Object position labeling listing

====

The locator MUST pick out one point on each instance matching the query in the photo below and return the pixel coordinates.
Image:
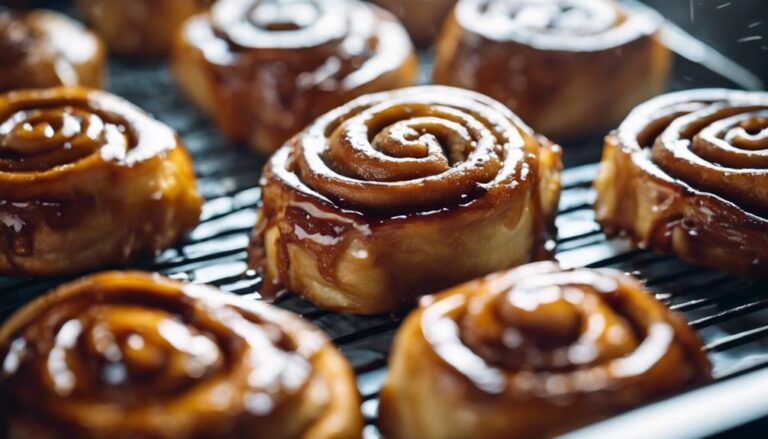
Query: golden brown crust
(422, 18)
(40, 49)
(139, 27)
(569, 68)
(685, 174)
(86, 180)
(534, 352)
(126, 355)
(265, 70)
(401, 193)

====

EXERCISE OBJECTIVE - Rewrite the listing above as a two-column CSV headed prompt_text and coordinates. Give one row for each text and its answer, put each in a single quoted field with line breaks turned into spaces, and leave out the pictures.

FINISHED TASK -
prompt_text,coordinates
"The locator MUST pick out one point on each instance matching the query in the photo below and return the pixel coordinates. Image: Query: golden brown crust","(422, 18) (40, 49) (139, 27) (569, 68) (685, 174) (86, 180) (534, 352) (126, 355) (265, 70) (401, 193)"